原文摘录:
※

还是回归正题聊一聊我的“难产”的博士学位论文吧。告诉大家一件事情,那就是我的博士学位论文确实是一件难产的“东东”,以至于我们山西大学的好多同事都和我说过,华中科技大学的论文怎么这么难通过,看到你这么努力,我们都决定不读该校的博士了。事情的经过是这样的:
十六大召开后,教育部在南开大学召开了文化素质教育工作会议。会议休息期间,刘老师边优雅地抽烟边和我探讨博士学位论文开题事宜。刘老师先问我的本科、研究生专业背景,又听我讲分管工作与研究旨趣,然后对我说,你博士学位论文围绕高等教育“民族精神”做怎么样?当刘老师讲出这个话题时,我当时的心情顿时激动起来,这不就是我在本科教育领域一直在关注但却不知道怎样推进的教育内容吗?!过了好久才知道,刘老师是在认真学习了十六大报告关于民族精神的内容后,经过深思熟虑,然后才对他的学生提出这样的建议的。当我回到山西大学后,我马上启动了“高等教育与民族精神培育”的研究工作。当时,我在博士班学习成绩比较好,职位也比较低,有比较多的研究时间,所以被好多同学认为会是我们班第一个拿到博士学位的。经过每天下班后从18点至23点的连续2年多奋战,我写成了40万余字的“博士学位论文——高等教育与民族精神培育”。当我欣喜地把论文呈现给刘老师时,刘老师经过一段时间的认真审阅,写信道:小宋,你好!论文已阅,总的来说,下了功夫,对一些概念进行了梳理,作了一些研究,但离论文的要求仍有较大差距,主要问题是:1.对研究领域问题的界定和把握……;2.各章节的逻辑关系……;3.各章的问题……;4.“下一步怎么办:写作的过程就是一个学习的过程,要使自己真正达到博士的研究水平。因此,仍然要学习。建议你读一本书,北大陈向明《质的研究方法与社会科学研究》,教育科学出版社出版。……”;然后来电话告诉我,希望你能在华中科技大学找找文辅相、贾永堂、赵炬明、涂又光、余东升、别敦荣等老师好好探讨一下研究视角,也找时间和杨先生聊聊这个话题。刘老师在信的结尾再次鼓励我,“写作过程是一个创造过程,可以不断改变;以上供参考。不要着急,以写好为原则”!这封信长长的共有6页,都是手写的。我至今连信封都保存完好!!!

※

练习说明:
讲述博士学位论文写作经历的这段原文,接下来会怎样发展?请从其最后一句之后接着写下去。

所给材料:

※

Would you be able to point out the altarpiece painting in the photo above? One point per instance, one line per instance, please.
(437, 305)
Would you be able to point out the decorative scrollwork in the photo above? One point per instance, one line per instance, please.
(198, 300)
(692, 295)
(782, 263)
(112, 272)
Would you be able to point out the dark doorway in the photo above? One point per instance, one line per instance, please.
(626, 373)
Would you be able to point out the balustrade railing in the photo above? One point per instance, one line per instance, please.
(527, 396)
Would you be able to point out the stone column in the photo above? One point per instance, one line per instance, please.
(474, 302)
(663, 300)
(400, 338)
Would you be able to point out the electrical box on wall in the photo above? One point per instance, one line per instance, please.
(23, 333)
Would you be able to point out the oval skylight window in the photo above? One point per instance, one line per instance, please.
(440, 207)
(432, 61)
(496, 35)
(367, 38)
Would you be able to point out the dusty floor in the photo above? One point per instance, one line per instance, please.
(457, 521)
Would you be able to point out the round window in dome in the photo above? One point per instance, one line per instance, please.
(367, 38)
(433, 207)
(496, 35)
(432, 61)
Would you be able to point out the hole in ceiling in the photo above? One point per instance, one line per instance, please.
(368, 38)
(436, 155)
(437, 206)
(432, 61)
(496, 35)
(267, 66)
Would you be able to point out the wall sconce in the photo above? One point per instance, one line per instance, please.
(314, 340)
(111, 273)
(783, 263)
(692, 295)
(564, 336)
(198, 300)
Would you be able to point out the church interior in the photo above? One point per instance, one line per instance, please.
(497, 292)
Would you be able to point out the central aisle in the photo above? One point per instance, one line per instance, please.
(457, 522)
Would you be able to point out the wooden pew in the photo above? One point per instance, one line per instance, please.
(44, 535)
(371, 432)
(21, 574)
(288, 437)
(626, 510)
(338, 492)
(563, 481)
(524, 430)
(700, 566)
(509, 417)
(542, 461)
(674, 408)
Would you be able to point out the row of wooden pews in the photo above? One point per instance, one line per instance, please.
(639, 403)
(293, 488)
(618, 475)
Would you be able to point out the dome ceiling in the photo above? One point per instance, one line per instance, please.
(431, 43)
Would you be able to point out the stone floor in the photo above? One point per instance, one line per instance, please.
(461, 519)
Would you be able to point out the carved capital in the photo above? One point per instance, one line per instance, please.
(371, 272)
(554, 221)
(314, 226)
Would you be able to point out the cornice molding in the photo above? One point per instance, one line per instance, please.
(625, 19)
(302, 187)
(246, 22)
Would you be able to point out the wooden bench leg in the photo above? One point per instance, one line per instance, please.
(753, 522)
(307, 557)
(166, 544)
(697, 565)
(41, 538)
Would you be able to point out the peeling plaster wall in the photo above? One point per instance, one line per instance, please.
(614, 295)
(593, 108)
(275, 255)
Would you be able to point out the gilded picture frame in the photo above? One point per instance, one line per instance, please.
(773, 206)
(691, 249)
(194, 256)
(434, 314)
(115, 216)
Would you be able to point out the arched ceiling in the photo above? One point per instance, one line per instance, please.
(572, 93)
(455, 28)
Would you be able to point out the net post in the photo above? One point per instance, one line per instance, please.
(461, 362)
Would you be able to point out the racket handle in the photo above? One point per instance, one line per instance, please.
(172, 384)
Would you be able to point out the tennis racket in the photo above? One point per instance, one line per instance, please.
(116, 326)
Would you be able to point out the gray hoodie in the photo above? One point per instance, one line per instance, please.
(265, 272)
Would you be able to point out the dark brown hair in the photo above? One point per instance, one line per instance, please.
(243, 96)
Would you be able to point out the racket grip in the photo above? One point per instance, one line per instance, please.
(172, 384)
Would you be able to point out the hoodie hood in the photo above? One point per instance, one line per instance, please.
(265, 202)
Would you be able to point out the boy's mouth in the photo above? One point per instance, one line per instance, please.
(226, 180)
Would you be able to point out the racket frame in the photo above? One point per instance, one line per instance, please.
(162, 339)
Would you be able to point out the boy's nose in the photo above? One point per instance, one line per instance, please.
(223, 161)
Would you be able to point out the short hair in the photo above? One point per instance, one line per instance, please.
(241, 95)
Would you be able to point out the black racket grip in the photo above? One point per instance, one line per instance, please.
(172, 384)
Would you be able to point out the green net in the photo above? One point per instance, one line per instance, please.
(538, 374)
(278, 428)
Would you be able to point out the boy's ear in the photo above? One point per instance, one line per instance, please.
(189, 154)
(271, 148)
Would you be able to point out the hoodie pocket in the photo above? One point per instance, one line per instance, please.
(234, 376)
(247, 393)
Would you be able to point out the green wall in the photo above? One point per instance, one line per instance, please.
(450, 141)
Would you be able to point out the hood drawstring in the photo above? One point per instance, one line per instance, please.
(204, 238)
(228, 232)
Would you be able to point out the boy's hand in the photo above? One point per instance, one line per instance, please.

※

本题输出:
看到这里,我顿时感到天旋地转!!!
接下来的日子,我面谈过远远超过刘老师指定的各位采访对象,我经历过一次次眼前出现幻觉、被学校心理老师诊断轻度心理疾病;我经历过放下毕业论文、在山西大学操场每天下午跑15圈的记录(然后就出现了一道靓丽的景观:就像《阿甘正传》中的画面一样样的,后面跟着我跑的队伍越来越长,我的同事、研究生加入其中,还有体育学院院长李建英及其夫人也在队伍中)。半个月后,我的幻觉消失了,睡眠也得到极大改善,又“整装”出发开始了博士学位论文的撰写工作。
博士学位论文题目经刘老师认可后,我又开始痛苦又幸福的撰写过程:第一个阶段记得是整整3个月,当我得意地提交了第一稿后,刘老师说问题聚焦了,但视角不尽如人意,我晕我晕我晕!于是,根据刘老师的意见,我抓住别敦荣老师来山西大学开会的机会,与别老师开始了在太原学府街讨论“视角”的来来回回散步时光;根据别老师意见同时得到刘老师认可后,第二个阶段又是3个月的修改工作如期完成了。等我把论文交给刘老师,已经到了妈妈病危的阶段了,心里也基本上对博士学位论文的通过不寄托什么太大希望了。妈妈没有文化,不知道博士为何物。坐在床前,我耐心地解释给妈妈,并告诉她,我几年前就是教授了,博士很难拿到的,我也决定不要博士了,我会一直守在您的身边,再也不做博士学位论文了。但却在第二天,我突然神奇地收到了刘老师的信:“小宋,你好!论文已阅,稍加修改就可以进行答辩了。”
我的天哪!在我放弃答辩的时候收到了刘老师这样内容的信件?!几天后,当妈妈从侄儿媳妇口中听到我要放弃博士学位论文答辩的想法后,立即用毋庸置疑的口吻告诉我,马上回学校修改论文,准备参加答辩!我的一个字不识但却无比伟大的母亲啊!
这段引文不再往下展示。